(INSTRUCCIONES DE TRABAJO):
- A) Según el texto sobre el cuidador de personas mayores, ¿cuántas veces supera la mujer cuidadora al hombre?
- B) Prosigue el texto sobre el cuidador de personas mayores a partir de su última oración.

(TEXTO PARA LEER):

F.J. Moya del Pozo
“Hay almas que uno tiene ganas de asomarse a ellas, como a una ventana llena de sol”. Federico García Lorca.
El pasado sábado, en el programa de Jaime Cantizano en Onda Cero, el psicólogo Javier Urra, quien, por cierto, estuvo adscrito al antiguo Tribunal Tutelar de Menores de Cuenca, le hacía a dicho periodista la tremenda pregunta: “ Si tuvieras que elegir, ¿ qué preferirías: que nadie, nadie en el mundo te amara, o perder tú la capacidad de poder amar a nadie?”.
Mientras reflexionaba sobre el tema, recordé el cartel fijado en mi centro de salud, en una campaña en favor del cuidador del enfermo y del anciano; todo ello al hilo de los desafíos sociales y normativos de la Unión Europea ante el derecho de las personas mayores para llevar una vida digna e independiente.
Y, ante ese innegable derecho, surge la problemática del cuidador, esa figura a la que la administración ha abandonado en un campo de batalla que el Estado viene considerando casi individual, o, como mucho, reservado al ámbito familiar, y donde la figura de la mujer cuidadora cuadruplica al hombre, según encuestas de población activa.
Es, en el campo del cuidado, donde no basta con asumir una obligación familiar; sino que, además, han de ser ejercitadas, necesariamente, virtudes como la generosidad, la empatía y la abnegación .
Y una capacidad infinita de amar.
De no ser así, la figura del cuidador se transformaría en un enfermo más, en alguien donde la resignación, que no la mera aceptación de la realidad, llevaría al cuidador a ver en el anciano objeto de sus cuidados a alguien que sólo se compone de un cuerpo y de una mente, ambos deteriorados por el tiempo y la enfermedad; pero que le hará olvidar, a la siempre heroica figura del cuidador, que la persona objeto de su permanente preocupación, en un tiempo no muy lejano, compartió con aquél maravillosos momentos de felicidad, de ternura, de acontecimientos familiares y de conversaciones sobre un futuro compartido. Y que no merece la pena que ni enfermedades o vejez puedan borrar todo aquello que hace de nuestra existencia algo digno de recordar. Y merecedora de ser vivida.

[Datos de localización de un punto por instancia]
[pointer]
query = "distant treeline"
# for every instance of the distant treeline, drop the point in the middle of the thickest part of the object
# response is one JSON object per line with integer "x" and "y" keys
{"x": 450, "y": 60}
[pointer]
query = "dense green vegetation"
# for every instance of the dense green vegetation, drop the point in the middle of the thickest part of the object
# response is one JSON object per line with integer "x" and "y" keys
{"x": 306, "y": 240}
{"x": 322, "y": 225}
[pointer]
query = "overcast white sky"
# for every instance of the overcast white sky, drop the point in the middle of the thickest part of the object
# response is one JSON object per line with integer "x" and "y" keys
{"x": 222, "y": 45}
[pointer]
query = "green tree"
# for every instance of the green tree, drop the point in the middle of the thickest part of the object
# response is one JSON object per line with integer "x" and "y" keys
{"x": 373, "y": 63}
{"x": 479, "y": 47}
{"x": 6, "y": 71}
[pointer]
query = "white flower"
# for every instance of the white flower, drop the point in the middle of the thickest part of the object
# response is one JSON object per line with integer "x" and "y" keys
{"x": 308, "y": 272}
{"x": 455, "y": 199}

(RESULTADOS DEL EJERCICIO):
- A) Lo cuadruplica, según encuestas de población activa.

- B)
Además, y creo que esto es esencial, todo cuidador debe ser consciente, cuando le lleguen los tiempos del cansancio y la tristeza, que en todo ser humano hay un elemento inquebrantable, que va más allá de uno mismo, y que le hace trascender: el espíritu; esa fuerza que, cuando el cuerpo y la mente no respondan, allí permanecerá ese estado elevado del ser.
No; no es nada fácil la figura del cuidador; máxime cuando la sociedad no ayuda ni en aliviar el peso diario que ha de soportar, ni le acompaña en un camino que, frecuentemente, se hace desértico e insoportable.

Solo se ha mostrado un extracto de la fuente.